GIVEN INFORMATION:
[Start of Attachment]

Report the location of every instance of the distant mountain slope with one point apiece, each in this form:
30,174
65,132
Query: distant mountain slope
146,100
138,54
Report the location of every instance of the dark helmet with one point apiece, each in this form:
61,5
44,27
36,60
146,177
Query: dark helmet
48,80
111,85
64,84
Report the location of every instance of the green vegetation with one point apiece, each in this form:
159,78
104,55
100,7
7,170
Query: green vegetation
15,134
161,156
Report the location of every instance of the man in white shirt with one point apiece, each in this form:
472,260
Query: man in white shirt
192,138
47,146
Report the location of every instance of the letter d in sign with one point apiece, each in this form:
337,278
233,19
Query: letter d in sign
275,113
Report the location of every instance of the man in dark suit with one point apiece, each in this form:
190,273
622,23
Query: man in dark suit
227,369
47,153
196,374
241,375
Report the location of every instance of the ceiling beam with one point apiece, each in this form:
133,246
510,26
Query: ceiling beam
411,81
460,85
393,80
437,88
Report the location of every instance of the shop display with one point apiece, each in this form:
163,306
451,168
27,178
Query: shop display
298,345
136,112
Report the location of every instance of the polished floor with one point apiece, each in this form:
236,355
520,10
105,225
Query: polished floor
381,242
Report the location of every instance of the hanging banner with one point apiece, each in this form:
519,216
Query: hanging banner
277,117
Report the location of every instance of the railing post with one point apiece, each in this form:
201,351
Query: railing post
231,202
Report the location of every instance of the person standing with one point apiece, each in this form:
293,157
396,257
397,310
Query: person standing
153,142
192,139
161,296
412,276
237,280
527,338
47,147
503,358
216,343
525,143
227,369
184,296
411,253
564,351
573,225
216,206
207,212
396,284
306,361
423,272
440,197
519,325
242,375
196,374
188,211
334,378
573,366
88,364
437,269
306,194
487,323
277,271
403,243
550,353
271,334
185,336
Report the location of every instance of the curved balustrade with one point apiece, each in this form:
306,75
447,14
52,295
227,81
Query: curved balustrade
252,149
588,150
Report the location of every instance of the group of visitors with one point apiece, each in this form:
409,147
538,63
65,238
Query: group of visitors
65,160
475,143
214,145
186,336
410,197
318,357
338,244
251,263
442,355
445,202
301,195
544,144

[End of Attachment]

YOUR OBJECTIVE: The only acceptable answer is the full set of entries, repeated exactly.

ANSWER TO THIS TASK:
Report the location of every instance of the distant mountain slope with one point apiece, each in this form:
30,174
65,132
Query: distant mountain slope
146,100
138,54
Report the location of every instance of the dark helmet with one point apiece, each in this form:
61,5
44,27
36,60
146,177
Query: dark helmet
48,80
111,85
64,84
Report the location of every instance of the green vegetation with one point apiece, each in this form:
159,78
104,55
100,7
7,170
Query: green vegetation
15,134
161,156
Report the location of every instance of the man in white shirt with one point apiece, each in this form:
472,260
Query: man in white shirt
192,138
47,146
Report the location of every instance of the letter d in sign with one point apiece, each in this form:
337,278
233,19
Query: letter d in sign
275,113
Report the location of every instance of the man in dark suit with one point apiece, each in this form:
190,273
622,23
Query: man in dark suit
227,369
47,153
196,374
241,375
Report the location of every instance of the ceiling beam with one point apiece, each in this form:
133,246
510,26
Query: ceiling beam
411,81
460,85
393,80
437,88
Report the location of every instance of the shop display with one point apiece, each in this form:
163,306
451,168
27,178
Query: shop display
298,345
136,112
Report the location of every instance of the polished floor with one point apiece, each in this form:
236,355
520,10
105,225
Query: polished floor
381,242
Report the location of every instance of the hanging banner with one point apiece, each in this form:
519,216
Query: hanging banner
277,117
Report the location of every instance of the railing post with one point apiece, each in this form:
201,351
Query: railing post
231,202
Report the location of every instance of the person standing with one point apiece, each in this form:
293,157
396,257
397,310
Query: person standing
153,142
192,139
161,296
412,276
237,280
527,338
47,147
503,358
216,343
525,143
227,369
184,296
411,253
564,351
573,225
216,206
207,212
396,284
306,361
423,272
440,197
519,325
242,375
196,374
188,211
334,378
573,366
88,364
437,269
306,194
487,323
277,271
403,243
550,353
271,334
185,336
Report the location of every instance of the curved balustrade with one point apiece, each in this form:
306,75
447,14
52,295
227,81
Query: curved balustrade
252,149
588,150
Report the location of every instance of the group of visitors with one point apiece, each in this form:
409,147
538,63
65,238
Query: group of visitors
65,160
475,143
214,145
186,336
410,197
318,357
338,244
251,263
442,355
445,202
301,195
544,144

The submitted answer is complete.